• **Supplied data**:
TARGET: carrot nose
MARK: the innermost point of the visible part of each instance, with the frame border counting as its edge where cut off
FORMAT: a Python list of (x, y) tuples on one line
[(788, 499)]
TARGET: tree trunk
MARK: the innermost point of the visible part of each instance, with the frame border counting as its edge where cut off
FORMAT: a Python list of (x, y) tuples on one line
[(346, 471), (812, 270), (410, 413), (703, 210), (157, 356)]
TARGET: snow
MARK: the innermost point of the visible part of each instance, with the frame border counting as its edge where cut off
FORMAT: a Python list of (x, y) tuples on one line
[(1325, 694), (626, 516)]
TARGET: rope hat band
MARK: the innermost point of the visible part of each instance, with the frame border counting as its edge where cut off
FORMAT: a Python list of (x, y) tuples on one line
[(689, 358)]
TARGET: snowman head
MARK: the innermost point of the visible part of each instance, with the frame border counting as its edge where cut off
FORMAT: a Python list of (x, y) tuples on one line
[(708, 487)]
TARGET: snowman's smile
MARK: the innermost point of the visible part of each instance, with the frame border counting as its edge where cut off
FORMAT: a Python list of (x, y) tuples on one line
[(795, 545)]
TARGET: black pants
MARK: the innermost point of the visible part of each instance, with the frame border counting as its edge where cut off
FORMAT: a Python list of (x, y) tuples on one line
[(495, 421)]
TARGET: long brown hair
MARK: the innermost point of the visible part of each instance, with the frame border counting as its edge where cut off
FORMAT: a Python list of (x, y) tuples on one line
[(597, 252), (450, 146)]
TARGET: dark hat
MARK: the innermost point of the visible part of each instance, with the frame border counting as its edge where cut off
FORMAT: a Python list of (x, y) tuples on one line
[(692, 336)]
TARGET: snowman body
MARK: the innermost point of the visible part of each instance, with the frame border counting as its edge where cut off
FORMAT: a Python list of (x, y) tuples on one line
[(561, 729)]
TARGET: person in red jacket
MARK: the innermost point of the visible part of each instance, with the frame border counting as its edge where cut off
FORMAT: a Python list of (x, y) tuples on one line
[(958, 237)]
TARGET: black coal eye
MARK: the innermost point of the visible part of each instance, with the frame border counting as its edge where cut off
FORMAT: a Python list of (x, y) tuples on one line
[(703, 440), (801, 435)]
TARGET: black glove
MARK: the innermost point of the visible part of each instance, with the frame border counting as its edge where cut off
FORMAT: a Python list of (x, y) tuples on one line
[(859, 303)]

• **Request**:
Convert the entire listing above into a Markdown table with two columns, Row and Line, giving each line its own numbered row and omitting blank lines.

• **Task solution**:
| Row | Line |
|---|---|
| 1 | TARGET: carrot nose |
| 2 | MARK: the innermost point of the visible part of each instance, with the frame border counting as its edge where cut off |
| 3 | FORMAT: a Python list of (x, y) tuples on one line |
| 4 | [(788, 499)] |
| 5 | TARGET: tree trunk |
| 6 | MARK: the innermost point of the visible part of each instance, with the frame border counting as its edge where cut off |
| 7 | FORMAT: a Python list of (x, y) tuples on one line |
| 8 | [(346, 471), (812, 270), (410, 413), (703, 210), (157, 356)] |
| 9 | TARGET: snow |
| 10 | MARK: the innermost point of the visible part of each instance, with the frame border counting as its edge where cut off |
| 11 | FORMAT: a Python list of (x, y) tuples on one line |
| 12 | [(1325, 694), (626, 516)] |
| 13 | TARGET: rope hat band |
| 14 | MARK: the innermost point of the visible part of each instance, with the frame border counting as its edge where cut off |
| 15 | FORMAT: a Python list of (x, y) tuples on one line |
| 16 | [(689, 358)] |
| 17 | TARGET: snowman head |
| 18 | MARK: the innermost point of the visible part of each instance, with the frame border counting as its edge where cut off |
| 19 | FORMAT: a Python list of (x, y) tuples on one line |
| 20 | [(708, 487)] |
| 21 | TARGET: snowman's smile |
| 22 | MARK: the innermost point of the visible part of each instance, with the frame border counting as its edge where cut off |
| 23 | FORMAT: a Python list of (x, y) tuples on one line |
| 24 | [(795, 545)] |
| 25 | TARGET: black pants |
| 26 | MARK: the innermost point of the visible part of each instance, with the frame border counting as its edge where cut off |
| 27 | FORMAT: a Python list of (x, y) tuples on one line |
| 28 | [(495, 421)] |
| 29 | TARGET: long brown hair |
| 30 | MARK: the innermost point of the visible part of each instance, with the frame border counting as its edge where cut off |
| 31 | FORMAT: a Python list of (x, y) tuples on one line |
| 32 | [(597, 252), (450, 146)] |
| 33 | TARGET: dark hat |
| 34 | MARK: the innermost point of the visible part of each instance, with the frame border counting as its edge where cut off |
| 35 | FORMAT: a Python list of (x, y) tuples on one line |
| 36 | [(692, 336)] |
| 37 | TARGET: snowman body |
| 38 | MARK: the innermost point of the visible part of each instance, with the frame border counting as its edge where cut off |
| 39 | FORMAT: a Python list of (x, y) tuples on one line |
| 40 | [(561, 729)] |
| 41 | TARGET: person in red jacket |
| 42 | MARK: the innermost point of the visible part of each instance, with the frame border counting as its edge where cut off |
| 43 | FORMAT: a Python list of (x, y) tuples on one line |
| 44 | [(958, 237)] |
| 45 | TARGET: black coal eye |
| 46 | MARK: the innermost point of the visible part of each instance, with the frame border counting as its edge where cut off |
| 47 | FORMAT: a Python list of (x, y) tuples on one line |
| 48 | [(703, 440), (801, 435)] |
| 49 | TARGET: black glove |
| 50 | MARK: the innermost point of the visible part of each instance, with the frame border counting as its edge where cut off |
| 51 | FORMAT: a Python list of (x, y) tuples on one line |
| 52 | [(859, 303)] |